- _Stated task_: Please report every line of the material below that contains the word "jacket", copying each such line in full. Case counts.

- _Listing_:

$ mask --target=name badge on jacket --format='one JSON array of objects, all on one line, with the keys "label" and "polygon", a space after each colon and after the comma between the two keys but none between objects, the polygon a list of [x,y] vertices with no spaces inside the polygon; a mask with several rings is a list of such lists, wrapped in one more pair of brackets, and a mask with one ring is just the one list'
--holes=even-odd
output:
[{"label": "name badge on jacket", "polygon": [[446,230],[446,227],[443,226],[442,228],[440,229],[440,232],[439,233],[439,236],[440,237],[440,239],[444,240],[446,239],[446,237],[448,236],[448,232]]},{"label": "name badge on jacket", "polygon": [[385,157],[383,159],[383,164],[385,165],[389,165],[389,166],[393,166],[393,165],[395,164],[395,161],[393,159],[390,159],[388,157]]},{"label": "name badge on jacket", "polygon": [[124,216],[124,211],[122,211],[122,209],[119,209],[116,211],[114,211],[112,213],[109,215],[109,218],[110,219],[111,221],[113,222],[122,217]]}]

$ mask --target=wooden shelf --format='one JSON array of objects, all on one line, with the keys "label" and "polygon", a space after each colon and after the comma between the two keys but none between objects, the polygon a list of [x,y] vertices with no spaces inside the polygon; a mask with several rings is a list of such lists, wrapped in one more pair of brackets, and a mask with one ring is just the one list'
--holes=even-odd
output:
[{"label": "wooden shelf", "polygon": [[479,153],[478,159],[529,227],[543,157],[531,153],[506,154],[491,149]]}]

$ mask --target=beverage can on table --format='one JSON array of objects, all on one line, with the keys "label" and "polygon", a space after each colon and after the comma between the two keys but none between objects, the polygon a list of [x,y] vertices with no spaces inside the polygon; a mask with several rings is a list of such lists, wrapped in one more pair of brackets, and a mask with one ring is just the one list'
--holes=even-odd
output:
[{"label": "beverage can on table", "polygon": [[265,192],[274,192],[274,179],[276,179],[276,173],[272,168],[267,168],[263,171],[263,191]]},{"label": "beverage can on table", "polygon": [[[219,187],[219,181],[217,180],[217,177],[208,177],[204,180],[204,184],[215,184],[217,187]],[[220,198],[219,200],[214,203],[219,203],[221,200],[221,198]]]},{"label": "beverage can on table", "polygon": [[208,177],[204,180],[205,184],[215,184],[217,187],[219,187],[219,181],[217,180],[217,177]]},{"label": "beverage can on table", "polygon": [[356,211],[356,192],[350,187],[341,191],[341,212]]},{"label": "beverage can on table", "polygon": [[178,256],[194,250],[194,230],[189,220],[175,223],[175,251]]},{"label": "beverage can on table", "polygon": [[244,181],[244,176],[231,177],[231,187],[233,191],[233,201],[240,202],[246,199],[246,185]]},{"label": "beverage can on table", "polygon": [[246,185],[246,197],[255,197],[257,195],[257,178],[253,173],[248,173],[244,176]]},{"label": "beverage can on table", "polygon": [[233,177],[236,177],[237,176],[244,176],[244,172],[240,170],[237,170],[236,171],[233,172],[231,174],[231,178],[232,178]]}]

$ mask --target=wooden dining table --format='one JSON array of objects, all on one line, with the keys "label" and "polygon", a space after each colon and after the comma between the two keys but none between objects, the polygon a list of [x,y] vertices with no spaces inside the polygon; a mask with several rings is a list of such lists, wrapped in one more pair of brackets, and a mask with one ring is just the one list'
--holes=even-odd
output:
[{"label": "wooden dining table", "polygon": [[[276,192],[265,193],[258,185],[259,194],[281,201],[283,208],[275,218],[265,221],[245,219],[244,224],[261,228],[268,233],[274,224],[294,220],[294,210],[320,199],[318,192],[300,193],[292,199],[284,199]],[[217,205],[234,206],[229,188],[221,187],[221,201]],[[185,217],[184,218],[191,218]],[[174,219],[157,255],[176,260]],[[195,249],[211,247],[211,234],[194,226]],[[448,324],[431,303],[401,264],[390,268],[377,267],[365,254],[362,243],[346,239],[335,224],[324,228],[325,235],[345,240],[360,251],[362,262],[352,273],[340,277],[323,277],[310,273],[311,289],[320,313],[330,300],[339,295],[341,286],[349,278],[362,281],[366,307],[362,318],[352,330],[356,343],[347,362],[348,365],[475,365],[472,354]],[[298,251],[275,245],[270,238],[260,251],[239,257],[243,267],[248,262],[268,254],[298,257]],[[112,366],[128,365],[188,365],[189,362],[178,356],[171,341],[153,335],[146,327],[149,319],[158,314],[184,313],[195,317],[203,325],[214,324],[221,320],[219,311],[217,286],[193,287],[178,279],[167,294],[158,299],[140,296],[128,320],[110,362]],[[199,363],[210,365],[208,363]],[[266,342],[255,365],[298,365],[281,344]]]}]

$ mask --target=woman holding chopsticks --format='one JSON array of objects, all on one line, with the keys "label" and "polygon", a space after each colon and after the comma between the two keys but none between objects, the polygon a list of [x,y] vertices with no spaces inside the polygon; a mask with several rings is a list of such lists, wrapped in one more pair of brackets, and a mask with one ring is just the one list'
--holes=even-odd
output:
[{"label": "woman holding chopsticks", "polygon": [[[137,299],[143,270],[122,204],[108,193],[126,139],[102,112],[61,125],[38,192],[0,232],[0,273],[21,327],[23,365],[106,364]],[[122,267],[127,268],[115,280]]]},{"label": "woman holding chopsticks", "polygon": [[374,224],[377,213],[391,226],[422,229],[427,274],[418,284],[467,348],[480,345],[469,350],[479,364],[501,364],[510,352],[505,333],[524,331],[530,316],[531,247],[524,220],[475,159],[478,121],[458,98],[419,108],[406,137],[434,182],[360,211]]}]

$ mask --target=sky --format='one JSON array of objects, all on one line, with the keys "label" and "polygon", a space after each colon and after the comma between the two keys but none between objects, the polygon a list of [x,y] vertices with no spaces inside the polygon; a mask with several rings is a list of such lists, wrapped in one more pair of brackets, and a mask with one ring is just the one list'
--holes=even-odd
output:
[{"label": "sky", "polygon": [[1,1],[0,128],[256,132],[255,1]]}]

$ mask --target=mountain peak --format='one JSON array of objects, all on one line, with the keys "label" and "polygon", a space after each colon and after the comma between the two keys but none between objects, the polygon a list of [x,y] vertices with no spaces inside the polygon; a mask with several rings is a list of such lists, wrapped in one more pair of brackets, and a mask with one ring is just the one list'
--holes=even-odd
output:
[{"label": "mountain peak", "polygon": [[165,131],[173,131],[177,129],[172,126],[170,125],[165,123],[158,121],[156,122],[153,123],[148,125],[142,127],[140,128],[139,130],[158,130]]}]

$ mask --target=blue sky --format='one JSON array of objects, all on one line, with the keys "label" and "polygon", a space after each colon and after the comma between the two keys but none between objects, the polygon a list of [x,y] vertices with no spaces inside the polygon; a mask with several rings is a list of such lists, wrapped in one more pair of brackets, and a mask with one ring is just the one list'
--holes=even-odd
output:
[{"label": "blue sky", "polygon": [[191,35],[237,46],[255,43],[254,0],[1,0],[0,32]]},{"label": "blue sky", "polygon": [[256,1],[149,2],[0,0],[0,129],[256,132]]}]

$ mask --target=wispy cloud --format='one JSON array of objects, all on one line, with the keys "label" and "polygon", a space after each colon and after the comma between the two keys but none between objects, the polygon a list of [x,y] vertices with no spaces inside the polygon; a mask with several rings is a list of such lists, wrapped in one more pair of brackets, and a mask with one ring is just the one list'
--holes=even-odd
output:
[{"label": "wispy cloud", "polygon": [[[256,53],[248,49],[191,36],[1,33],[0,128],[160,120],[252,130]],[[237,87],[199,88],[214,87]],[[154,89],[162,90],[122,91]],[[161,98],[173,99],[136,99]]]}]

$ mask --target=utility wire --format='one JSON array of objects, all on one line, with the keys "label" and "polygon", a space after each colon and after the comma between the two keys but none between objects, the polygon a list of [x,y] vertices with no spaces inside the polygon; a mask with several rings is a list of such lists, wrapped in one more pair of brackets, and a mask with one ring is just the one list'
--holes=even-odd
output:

* * *

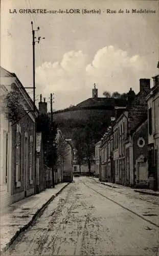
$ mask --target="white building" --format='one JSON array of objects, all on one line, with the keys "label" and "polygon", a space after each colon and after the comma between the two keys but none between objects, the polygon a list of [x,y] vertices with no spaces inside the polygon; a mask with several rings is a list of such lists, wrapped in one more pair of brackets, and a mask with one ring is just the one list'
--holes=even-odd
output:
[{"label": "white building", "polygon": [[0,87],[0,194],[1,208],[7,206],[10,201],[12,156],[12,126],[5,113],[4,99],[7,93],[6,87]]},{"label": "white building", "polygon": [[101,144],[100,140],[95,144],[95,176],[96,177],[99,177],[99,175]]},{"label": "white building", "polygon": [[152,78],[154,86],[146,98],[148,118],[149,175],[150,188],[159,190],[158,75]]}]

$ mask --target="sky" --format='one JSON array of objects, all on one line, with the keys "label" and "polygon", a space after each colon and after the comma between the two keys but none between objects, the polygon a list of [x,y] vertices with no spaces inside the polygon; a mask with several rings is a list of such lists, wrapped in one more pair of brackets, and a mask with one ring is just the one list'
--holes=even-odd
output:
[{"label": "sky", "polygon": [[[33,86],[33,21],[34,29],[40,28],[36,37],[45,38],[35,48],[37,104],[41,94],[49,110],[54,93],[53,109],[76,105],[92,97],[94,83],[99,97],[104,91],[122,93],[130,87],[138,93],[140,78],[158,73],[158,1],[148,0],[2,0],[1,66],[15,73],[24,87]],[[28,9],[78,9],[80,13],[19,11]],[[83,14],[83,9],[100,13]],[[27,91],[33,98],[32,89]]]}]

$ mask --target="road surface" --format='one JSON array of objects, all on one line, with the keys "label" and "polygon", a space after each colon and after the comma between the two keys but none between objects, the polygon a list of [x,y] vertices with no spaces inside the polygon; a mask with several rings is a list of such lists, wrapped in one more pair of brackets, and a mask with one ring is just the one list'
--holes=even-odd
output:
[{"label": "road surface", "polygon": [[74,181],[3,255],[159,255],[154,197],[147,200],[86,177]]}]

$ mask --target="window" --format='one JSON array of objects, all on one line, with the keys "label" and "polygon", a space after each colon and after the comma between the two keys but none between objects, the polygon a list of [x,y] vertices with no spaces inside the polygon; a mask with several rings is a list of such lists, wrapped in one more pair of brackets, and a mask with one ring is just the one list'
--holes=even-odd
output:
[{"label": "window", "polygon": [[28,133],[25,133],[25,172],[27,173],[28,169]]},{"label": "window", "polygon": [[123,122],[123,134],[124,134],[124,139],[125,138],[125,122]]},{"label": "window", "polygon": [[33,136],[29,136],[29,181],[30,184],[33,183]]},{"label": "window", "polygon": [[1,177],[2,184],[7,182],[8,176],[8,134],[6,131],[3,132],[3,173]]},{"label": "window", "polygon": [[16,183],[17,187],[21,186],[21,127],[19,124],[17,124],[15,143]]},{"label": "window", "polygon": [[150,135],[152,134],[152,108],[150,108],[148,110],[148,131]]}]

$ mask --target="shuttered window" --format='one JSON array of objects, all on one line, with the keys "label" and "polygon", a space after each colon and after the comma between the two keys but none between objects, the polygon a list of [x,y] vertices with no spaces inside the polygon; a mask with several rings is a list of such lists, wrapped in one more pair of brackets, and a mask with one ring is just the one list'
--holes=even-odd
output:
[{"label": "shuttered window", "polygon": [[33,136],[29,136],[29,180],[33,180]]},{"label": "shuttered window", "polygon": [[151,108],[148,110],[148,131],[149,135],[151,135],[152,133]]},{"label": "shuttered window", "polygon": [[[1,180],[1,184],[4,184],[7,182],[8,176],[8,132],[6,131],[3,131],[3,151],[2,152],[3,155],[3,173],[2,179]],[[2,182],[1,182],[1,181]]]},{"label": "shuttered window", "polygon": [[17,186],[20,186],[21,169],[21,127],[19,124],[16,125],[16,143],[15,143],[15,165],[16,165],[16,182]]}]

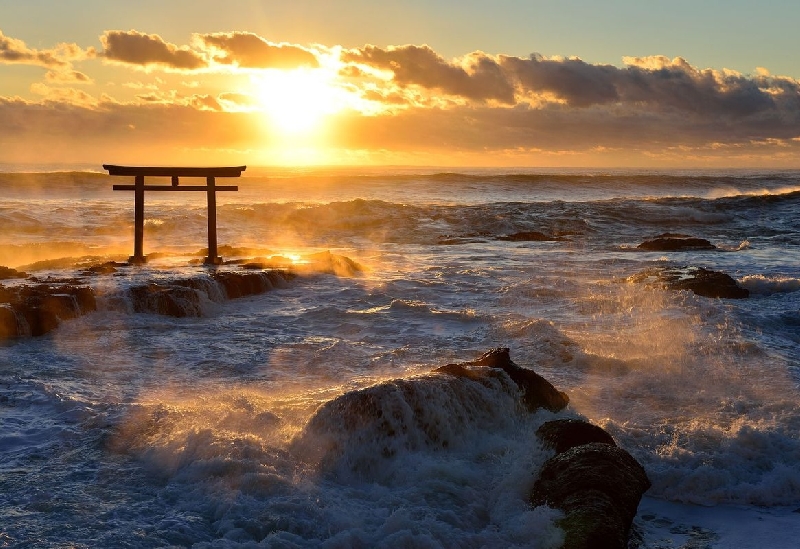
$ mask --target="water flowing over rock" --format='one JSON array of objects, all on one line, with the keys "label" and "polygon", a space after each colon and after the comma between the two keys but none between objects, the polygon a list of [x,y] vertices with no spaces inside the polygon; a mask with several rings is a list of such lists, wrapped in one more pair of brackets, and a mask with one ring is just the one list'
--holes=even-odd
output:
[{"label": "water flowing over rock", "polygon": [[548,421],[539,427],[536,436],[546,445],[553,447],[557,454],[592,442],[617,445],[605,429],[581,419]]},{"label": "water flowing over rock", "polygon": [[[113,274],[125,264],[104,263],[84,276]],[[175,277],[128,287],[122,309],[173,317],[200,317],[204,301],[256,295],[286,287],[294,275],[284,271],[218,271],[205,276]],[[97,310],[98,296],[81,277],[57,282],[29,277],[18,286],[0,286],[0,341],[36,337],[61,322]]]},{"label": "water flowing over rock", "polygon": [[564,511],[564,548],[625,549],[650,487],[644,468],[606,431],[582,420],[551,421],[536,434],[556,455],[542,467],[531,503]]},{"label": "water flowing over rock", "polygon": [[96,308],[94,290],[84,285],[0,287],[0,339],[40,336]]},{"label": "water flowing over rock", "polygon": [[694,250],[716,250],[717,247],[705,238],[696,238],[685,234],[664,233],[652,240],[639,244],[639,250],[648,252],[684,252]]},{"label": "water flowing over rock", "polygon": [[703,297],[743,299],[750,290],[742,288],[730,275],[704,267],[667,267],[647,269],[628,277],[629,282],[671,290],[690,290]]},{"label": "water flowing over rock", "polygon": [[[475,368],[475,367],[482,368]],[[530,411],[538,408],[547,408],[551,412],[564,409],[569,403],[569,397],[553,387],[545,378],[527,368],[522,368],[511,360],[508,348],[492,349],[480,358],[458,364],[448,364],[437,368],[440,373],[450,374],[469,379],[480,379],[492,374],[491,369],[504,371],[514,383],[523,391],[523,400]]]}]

...

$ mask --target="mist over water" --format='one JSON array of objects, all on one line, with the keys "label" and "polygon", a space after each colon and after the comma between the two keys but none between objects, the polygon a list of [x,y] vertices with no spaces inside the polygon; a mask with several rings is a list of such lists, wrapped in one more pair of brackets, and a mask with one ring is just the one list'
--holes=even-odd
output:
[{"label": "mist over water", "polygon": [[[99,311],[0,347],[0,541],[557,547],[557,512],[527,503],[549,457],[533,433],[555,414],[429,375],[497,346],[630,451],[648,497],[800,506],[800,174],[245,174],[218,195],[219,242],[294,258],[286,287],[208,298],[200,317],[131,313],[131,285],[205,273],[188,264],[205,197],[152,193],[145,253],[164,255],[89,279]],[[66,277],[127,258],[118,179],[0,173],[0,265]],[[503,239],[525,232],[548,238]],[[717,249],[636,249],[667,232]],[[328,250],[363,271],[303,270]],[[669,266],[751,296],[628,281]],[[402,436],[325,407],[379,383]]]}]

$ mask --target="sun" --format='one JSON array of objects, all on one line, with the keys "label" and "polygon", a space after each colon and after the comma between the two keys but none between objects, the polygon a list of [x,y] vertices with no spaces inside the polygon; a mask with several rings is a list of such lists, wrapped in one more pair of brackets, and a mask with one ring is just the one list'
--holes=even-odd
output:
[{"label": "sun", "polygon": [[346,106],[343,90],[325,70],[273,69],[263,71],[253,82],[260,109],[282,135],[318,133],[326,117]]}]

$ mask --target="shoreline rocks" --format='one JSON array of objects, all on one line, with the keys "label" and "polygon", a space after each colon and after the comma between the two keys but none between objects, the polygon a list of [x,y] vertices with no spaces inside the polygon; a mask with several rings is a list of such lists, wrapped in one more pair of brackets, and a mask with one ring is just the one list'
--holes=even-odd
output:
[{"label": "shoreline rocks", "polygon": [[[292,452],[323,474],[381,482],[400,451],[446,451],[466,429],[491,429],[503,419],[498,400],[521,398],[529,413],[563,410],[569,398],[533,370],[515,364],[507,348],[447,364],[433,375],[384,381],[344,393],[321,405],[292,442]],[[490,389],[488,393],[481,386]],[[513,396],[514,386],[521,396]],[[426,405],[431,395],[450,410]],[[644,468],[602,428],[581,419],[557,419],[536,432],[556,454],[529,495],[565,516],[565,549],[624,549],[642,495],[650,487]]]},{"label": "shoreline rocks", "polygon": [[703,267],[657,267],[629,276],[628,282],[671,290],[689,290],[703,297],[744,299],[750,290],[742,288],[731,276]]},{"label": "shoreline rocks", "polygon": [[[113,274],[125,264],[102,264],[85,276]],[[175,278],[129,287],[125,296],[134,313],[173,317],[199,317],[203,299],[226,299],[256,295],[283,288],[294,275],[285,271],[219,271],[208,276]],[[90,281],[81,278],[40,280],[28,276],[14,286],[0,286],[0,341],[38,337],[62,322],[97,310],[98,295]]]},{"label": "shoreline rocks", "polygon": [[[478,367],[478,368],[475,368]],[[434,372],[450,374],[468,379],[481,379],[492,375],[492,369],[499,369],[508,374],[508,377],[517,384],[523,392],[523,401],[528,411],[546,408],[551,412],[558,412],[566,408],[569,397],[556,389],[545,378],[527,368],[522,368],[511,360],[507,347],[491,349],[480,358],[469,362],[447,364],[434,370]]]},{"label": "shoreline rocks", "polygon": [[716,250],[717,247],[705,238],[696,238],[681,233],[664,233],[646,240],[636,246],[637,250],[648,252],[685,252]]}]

- _Worked answer_:
$ mask --target=name badge on jacket --format='one JSON array of objects, all on one line, with the keys "label" and "polygon", a space after each colon and after the comma between the two keys but none between objects, the polygon a list of [x,y] vertices with no spaces inside the polygon; a mask with several rings is a list of such lists, wrapped in one more pair of brackets, and a mask with one ring is just the one list'
[{"label": "name badge on jacket", "polygon": [[446,230],[446,227],[443,226],[442,228],[440,229],[440,232],[439,233],[439,236],[440,237],[440,239],[444,240],[446,239],[446,237],[448,236],[448,232]]},{"label": "name badge on jacket", "polygon": [[385,157],[383,159],[383,164],[385,165],[389,165],[389,166],[393,166],[393,165],[395,164],[395,161],[393,159],[390,159],[388,157]]},{"label": "name badge on jacket", "polygon": [[124,216],[124,211],[122,211],[122,209],[119,209],[116,211],[114,211],[112,213],[109,215],[109,218],[110,219],[111,221],[113,222],[122,217]]}]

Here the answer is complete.